# WHAT IS EXPECTED
Rewrite the entries below, swapping every "dot" for "point" and leaving everything else as it is.

# SUPPLIED RECORDS
········

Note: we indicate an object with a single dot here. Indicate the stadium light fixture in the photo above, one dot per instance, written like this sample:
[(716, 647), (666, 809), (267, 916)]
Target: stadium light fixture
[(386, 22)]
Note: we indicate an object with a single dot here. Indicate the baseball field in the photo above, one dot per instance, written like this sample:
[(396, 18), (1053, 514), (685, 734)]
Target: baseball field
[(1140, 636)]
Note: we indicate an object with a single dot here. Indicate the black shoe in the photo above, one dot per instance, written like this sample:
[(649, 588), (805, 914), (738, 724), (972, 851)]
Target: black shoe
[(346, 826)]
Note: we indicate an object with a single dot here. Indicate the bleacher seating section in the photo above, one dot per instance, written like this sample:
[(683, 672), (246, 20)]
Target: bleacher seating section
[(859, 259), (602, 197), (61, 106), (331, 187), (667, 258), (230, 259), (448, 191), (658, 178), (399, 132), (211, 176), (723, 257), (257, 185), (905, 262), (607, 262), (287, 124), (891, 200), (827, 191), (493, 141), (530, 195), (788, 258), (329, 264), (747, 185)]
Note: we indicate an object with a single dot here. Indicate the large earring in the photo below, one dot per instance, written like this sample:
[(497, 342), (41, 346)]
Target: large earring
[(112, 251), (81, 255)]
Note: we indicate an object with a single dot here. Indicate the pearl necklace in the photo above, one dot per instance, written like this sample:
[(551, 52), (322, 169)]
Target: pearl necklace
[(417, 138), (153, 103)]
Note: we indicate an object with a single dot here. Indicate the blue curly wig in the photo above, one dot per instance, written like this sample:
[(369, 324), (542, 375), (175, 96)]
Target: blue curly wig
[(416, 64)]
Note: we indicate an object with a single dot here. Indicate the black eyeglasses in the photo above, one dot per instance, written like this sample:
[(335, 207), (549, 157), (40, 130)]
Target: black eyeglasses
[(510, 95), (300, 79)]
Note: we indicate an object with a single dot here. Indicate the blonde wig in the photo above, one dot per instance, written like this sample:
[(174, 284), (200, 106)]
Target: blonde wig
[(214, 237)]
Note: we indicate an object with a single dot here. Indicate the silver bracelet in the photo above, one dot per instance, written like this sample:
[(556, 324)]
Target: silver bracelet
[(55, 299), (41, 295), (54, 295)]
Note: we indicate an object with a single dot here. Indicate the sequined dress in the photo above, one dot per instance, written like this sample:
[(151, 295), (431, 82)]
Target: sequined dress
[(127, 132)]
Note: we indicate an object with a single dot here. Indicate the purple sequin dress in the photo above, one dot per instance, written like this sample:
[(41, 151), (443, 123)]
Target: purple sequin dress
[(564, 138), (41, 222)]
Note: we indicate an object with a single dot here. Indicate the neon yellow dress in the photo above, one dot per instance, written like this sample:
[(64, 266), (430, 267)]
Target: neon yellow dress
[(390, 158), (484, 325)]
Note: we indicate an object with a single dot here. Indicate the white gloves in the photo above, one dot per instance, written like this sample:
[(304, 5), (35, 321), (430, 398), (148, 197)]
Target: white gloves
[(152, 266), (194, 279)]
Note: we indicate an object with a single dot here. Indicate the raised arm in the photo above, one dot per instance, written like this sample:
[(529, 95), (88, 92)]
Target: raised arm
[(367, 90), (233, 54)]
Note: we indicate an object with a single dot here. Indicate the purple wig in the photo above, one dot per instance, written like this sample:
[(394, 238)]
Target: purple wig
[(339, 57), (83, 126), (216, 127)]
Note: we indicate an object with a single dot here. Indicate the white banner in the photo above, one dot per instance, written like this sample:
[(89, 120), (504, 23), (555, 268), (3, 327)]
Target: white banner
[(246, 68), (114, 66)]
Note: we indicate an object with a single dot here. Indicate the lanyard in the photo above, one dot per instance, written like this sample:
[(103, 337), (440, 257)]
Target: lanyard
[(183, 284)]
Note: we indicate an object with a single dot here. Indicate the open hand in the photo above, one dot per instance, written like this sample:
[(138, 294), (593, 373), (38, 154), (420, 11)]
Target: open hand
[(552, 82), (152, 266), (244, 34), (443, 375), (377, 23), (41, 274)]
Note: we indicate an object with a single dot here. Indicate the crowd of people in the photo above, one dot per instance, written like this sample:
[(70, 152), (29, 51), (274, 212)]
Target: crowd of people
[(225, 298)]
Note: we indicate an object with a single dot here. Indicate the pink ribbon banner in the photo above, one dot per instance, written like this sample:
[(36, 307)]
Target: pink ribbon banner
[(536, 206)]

········

# ANSWER FOR THE TASK
Note: we indicate an object with a single point here. Indicate the stadium light fixture in the photo above, one point per instance, written like this sample:
[(716, 647), (666, 809), (267, 916)]
Target: stadium light fixture
[(386, 22)]
Note: we indicate an object with a single point here. Indicate the baseball field in the photo above, one point per instance, written like this sample:
[(396, 18), (1053, 514), (685, 734)]
Target: baseball field
[(1140, 636)]
Note: we indicate an object with a single point here. Indicate the black shoe in the photo above, one point per instance, written like this sample:
[(649, 588), (805, 914), (738, 724), (972, 851)]
Target: black shoe
[(346, 826)]
Note: we indicate an object with a single point here. Indicate the bleacher seating section in the photo above, one point per instance, written like this sample:
[(683, 672), (246, 20)]
Target: bleacher seating section
[(859, 259), (602, 197), (61, 106), (331, 187), (667, 258), (230, 259), (448, 191), (658, 178), (399, 132), (211, 176), (723, 257), (257, 185), (905, 262), (607, 262), (287, 124), (891, 200), (827, 191), (493, 141), (530, 195), (788, 258), (329, 264), (747, 185)]
Note: we indicate an object with a single point here. Indicate the large earring in the photo below, one point per instance, written like this sample:
[(497, 342), (41, 346)]
Target: large earring
[(112, 251), (81, 255)]
Note: we indicate an object with a single point here. Indicate the pearl necklace in the photo above, one point per instance, written like this sample:
[(551, 52), (322, 169)]
Target: pearl necklace
[(417, 138), (153, 103)]
Note: we indicate an object with a single point here. Indicate the blue curly wig in the photo above, one point per instance, written like this sample:
[(369, 324), (542, 375), (175, 96)]
Target: blue curly wig
[(416, 64)]
Note: we indicate an object with a single point here. Indicate the black eyeglasses in the photo above, one point per instance, written like this sample:
[(335, 207), (549, 157), (40, 130)]
Target: black eyeglasses
[(510, 95), (300, 79)]
Note: we indicate an object with a single point here. Indicate the blonde wig in the photo above, one point per instance, written like this sample:
[(174, 284), (200, 106)]
Target: blonde wig
[(214, 237)]
Note: we indicate an object with a single point here. Indicate the silver bracelet in the photo above, one point per instance, written like this sample:
[(556, 324)]
Target: silver bracelet
[(55, 299), (41, 295), (54, 295)]
Note: we indicate an object with a single point here. Indicate the sequined dress in the photo above, one point per instance, written like this sample:
[(151, 295), (431, 82)]
Target: sequined dress
[(127, 132)]
Note: we indicate an object with a single point here. Indicate the purple sequin dress in the photo above, one point per instance, written like this sample:
[(41, 151), (443, 123)]
Target: purple sequin dress
[(564, 138), (41, 222)]
Note: we indicate an object with a single point here. Indicate the neon yellow dress in the photo above, one point per instance, written like this sample:
[(64, 266), (430, 267)]
Target: neon yellow dress
[(390, 158), (484, 325)]
Note: we indicate an object with a single point here. Indicate the white gloves in the photo above, one point per instance, written like this sample:
[(304, 5), (35, 321), (430, 398), (148, 197)]
Target: white gloves
[(152, 266), (194, 279)]
Note: we indicate an object with a single point here. Indicate the raised arm in the photo above, one point per instance, written like this sample:
[(529, 95), (88, 92)]
Target: raised arm
[(367, 90), (233, 54)]
Note: we indicate an object with a single point here. Indicate the purple wig in the photo above, one point per instance, written like this sample:
[(394, 238)]
Target: purple wig
[(339, 57), (83, 126), (216, 127)]
Note: we indicate an object with a single point here. Indicate the white banner in the photo above, one point per instance, written like this sample:
[(89, 120), (504, 23), (555, 268), (3, 327)]
Target: white banner
[(246, 68), (114, 66)]
Note: we indicate an object with a single point here. Indicate the lanyard in the photo above, one point per instance, written like this sample:
[(103, 337), (440, 257)]
Target: lanyard
[(183, 284)]
Note: we indicate an object with a single point here. Indicate the open hand in the photo above, one point per instance, written like this sample:
[(138, 294), (593, 373), (38, 154), (420, 11)]
Target: open hand
[(552, 82), (152, 266), (244, 34), (443, 375), (377, 23), (41, 274)]
Note: we indicate an object with a single point here. Indicate the crowd of people in the photo above, one point per instance, written like this sample:
[(70, 152), (29, 51), (274, 212)]
Target: crowd of people
[(225, 298)]
Note: we indicate an object with a single point here. Indicate the pink ribbon banner in the photo above, one point per instance, written like this sample:
[(36, 307)]
Target: pink ribbon banner
[(536, 206)]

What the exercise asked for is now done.